Belge bölümü ▸
Mlliyet Milliyet Blog Milliyet Blog
 
Facebook Connect
Blog Kategorileri
 

06 Ocak '09

 
Kategori
Basın Yayın / Medya
 

Haydi yemeğe. Biz "Yemekteyiz."

Haydi yemeğe. Biz "Yemekteyiz."
 

27 Ekim 2007/ Milliyet Blog'cular 1. İnönü toplantısında Meşhur EFSANE'nin başında."Yemekteyiz"


Merhaba 2009. Biraz geç olsa da...

Yeni yılı farklı ortamlarda, farklı beklentiler içinde karşıladık, kutladık, eğlendik... Bazılarımız dost, arkadaş ve sevdiklerinin yeni yılını telefon, SMS ve e-postalarla kutlarken, bazılarımız da yılbaşı kartları gönderdiler, birbirlerine. Unutulmaya yüz tutan bu eski ama güzel alışkanlıktan nasibini alanlar bence yeni yılın şanslı kişileri.

Görevler ▸
[A] Blog yazısından "Merhaba 2009. Biraz" ile "yılın şanslı kişileri." arasındaki kısmı, bu iki ifade de dahil olmak üzere olduğu gibi çıkarın.
[B] Blog yazısındaki "Unutulmaya yüz tutan bu eski ama güzel alışkanlıktan nasibini alanlar bence yeni yılın şanslı kişileri." cümlesi İngilizceye nasıl çevrilir?
Girdilerin buradaki çalışmayla hiçbir ilgisi yoktur.

Verilen girdiler ▸
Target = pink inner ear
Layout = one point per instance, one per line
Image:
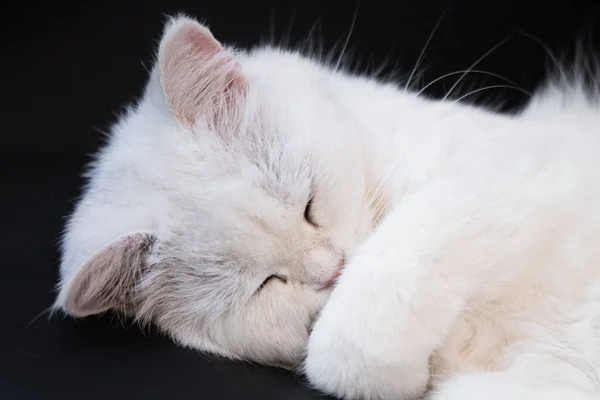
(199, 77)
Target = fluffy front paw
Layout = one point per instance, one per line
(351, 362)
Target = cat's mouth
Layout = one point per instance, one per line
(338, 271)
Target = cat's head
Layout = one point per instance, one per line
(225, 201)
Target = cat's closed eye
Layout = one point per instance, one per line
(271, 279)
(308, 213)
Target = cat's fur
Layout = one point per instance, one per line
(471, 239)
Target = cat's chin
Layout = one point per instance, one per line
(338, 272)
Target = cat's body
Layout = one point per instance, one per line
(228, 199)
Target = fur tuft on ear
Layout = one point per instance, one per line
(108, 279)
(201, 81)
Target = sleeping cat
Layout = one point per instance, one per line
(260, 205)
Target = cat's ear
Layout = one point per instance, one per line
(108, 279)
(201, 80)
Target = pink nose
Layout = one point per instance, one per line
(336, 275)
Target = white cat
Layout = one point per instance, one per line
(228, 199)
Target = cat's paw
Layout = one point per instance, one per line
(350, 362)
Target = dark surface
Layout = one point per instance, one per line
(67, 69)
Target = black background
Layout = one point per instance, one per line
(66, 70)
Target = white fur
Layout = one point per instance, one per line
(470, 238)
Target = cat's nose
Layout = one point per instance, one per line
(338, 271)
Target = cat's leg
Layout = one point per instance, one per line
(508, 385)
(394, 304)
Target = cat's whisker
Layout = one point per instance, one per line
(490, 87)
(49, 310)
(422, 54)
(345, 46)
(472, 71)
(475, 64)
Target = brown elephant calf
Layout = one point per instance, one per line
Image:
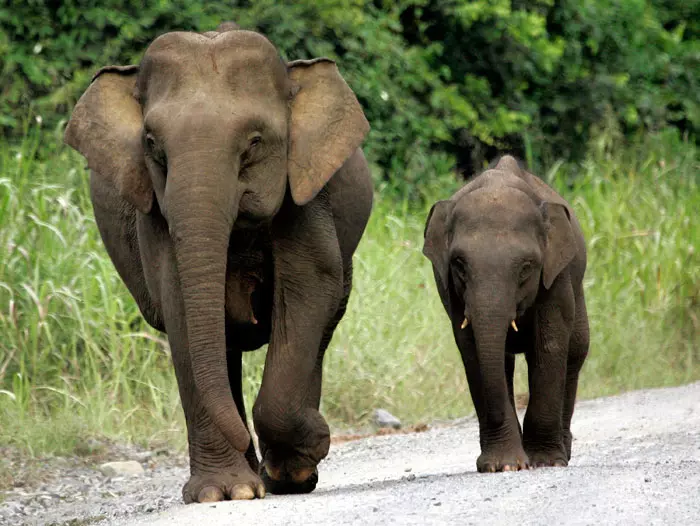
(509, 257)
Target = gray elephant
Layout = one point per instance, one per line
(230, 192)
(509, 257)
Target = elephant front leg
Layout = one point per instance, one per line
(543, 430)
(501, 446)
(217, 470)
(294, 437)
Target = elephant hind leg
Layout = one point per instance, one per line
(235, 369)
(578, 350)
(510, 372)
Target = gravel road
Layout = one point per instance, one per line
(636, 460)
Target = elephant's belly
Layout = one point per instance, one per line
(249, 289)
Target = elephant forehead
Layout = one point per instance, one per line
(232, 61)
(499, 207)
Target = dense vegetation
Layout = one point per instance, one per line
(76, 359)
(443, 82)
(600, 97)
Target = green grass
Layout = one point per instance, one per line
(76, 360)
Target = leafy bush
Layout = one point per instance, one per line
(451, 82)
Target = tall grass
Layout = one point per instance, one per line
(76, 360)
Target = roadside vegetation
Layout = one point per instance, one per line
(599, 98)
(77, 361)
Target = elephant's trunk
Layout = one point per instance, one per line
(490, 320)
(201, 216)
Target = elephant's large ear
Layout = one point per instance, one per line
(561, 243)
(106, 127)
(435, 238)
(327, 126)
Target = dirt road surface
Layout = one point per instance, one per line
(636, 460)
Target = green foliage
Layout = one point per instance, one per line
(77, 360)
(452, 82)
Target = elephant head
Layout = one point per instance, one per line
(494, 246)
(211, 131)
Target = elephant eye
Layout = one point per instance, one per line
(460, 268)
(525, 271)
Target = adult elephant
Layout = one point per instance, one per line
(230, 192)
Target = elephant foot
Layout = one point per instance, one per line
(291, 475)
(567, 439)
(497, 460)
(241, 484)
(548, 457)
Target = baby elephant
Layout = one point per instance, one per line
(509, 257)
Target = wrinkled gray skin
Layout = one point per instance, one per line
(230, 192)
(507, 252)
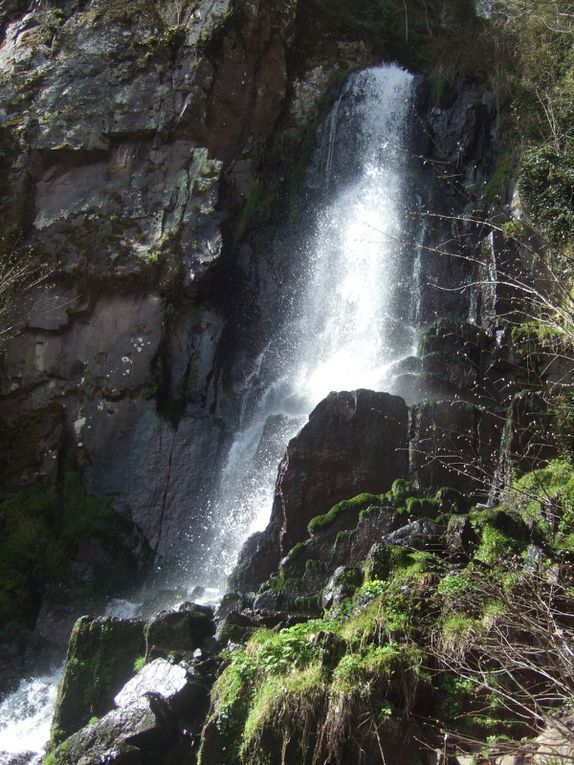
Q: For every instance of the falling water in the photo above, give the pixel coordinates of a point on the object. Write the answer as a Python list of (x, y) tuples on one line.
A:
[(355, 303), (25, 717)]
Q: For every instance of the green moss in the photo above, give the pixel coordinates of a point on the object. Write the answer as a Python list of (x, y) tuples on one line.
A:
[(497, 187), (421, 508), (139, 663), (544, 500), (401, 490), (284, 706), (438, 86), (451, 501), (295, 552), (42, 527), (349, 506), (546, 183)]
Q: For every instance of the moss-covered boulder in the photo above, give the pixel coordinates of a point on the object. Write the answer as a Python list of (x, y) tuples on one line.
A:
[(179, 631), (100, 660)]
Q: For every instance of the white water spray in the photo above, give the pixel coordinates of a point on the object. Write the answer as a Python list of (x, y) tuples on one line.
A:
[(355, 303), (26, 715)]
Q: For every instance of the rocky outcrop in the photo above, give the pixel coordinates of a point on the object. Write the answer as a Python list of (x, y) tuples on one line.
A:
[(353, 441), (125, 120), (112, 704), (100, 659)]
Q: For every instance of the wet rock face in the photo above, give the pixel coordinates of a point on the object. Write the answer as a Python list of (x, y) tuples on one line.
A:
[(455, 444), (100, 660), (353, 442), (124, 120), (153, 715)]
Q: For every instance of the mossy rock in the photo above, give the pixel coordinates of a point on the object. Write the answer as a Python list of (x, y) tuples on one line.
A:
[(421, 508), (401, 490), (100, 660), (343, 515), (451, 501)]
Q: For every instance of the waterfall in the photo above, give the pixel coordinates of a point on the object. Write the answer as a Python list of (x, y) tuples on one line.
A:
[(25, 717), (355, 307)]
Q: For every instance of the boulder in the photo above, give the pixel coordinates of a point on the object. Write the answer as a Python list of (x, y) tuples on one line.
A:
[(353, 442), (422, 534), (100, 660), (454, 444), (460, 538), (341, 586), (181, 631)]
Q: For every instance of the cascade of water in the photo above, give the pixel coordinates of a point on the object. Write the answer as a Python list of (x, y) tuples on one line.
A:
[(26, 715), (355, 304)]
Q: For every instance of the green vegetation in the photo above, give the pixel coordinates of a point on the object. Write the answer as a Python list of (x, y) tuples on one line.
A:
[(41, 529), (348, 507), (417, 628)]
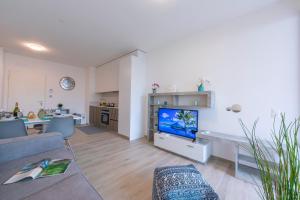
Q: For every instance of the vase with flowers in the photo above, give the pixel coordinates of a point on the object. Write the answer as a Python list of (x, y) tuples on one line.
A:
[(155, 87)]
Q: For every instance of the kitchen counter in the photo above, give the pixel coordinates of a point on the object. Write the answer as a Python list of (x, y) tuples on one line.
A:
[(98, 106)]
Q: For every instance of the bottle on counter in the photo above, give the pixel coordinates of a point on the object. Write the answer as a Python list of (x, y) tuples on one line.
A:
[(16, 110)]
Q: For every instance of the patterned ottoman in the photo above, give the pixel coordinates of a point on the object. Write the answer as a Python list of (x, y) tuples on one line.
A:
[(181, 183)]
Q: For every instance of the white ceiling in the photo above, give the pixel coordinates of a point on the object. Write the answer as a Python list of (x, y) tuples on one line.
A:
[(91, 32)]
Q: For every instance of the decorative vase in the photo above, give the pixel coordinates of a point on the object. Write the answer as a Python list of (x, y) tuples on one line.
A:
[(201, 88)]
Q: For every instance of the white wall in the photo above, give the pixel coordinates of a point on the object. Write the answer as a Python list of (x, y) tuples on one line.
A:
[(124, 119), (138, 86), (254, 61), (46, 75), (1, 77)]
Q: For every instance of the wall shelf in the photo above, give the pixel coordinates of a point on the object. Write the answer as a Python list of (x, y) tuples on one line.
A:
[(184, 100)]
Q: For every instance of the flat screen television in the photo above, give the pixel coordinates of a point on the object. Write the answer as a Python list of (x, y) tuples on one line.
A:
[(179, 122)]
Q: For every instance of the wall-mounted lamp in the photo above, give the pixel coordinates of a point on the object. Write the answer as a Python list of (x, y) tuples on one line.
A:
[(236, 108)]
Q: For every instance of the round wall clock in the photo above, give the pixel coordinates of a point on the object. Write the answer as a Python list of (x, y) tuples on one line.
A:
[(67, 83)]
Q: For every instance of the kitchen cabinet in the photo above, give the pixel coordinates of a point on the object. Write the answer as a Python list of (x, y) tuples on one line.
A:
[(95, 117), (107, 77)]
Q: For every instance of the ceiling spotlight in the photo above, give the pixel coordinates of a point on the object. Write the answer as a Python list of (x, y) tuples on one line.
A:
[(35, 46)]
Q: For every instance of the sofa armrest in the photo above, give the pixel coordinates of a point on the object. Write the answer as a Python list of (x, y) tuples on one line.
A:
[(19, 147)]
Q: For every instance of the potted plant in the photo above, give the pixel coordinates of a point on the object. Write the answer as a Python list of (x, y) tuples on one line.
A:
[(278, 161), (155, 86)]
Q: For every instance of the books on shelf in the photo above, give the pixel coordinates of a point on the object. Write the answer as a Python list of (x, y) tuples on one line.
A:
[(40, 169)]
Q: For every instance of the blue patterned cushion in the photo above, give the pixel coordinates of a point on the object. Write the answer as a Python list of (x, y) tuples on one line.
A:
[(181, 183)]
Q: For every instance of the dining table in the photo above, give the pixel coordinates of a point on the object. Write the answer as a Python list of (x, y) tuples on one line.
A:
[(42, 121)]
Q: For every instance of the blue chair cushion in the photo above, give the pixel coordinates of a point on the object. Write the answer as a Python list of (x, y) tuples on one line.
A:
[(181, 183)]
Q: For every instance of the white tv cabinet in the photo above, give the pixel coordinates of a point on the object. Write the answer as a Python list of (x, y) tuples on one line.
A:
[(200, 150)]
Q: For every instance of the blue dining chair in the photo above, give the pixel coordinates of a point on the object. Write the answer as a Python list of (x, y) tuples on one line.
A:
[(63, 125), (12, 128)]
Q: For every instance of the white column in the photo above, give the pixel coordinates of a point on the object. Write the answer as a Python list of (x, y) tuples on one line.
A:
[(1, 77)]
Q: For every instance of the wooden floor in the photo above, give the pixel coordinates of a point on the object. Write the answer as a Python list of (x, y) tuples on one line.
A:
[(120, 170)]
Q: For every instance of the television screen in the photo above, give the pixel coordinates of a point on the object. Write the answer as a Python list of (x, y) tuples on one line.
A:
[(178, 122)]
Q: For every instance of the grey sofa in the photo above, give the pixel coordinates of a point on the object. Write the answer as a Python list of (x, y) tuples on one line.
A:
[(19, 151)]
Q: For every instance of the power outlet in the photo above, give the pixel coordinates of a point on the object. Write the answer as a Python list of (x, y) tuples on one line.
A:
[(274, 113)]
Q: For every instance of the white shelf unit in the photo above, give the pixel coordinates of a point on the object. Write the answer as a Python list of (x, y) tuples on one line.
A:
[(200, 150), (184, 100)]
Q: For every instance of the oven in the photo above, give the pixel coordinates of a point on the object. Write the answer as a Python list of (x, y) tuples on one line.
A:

Alıştırma sonuçları ▸
[A]
Merhaba 2009. Biraz geç olsa da...

Yeni yılı farklı ortamlarda, farklı beklentiler içinde karşıladık, kutladık, eğlendik... Bazılarımız dost, arkadaş ve sevdiklerinin yeni yılını telefon, SMS ve e-postalarla kutlarken, bazılarımız da yılbaşı kartları gönderdiler, birbirlerine. Unutulmaya yüz tutan bu eski ama güzel alışkanlıktan nasibini alanlar bence yeni yılın şanslı kişileri.

[B] In my opinion, those who got their share of this old but lovely habit, which is on the verge of being forgotten, are the lucky ones of the new year.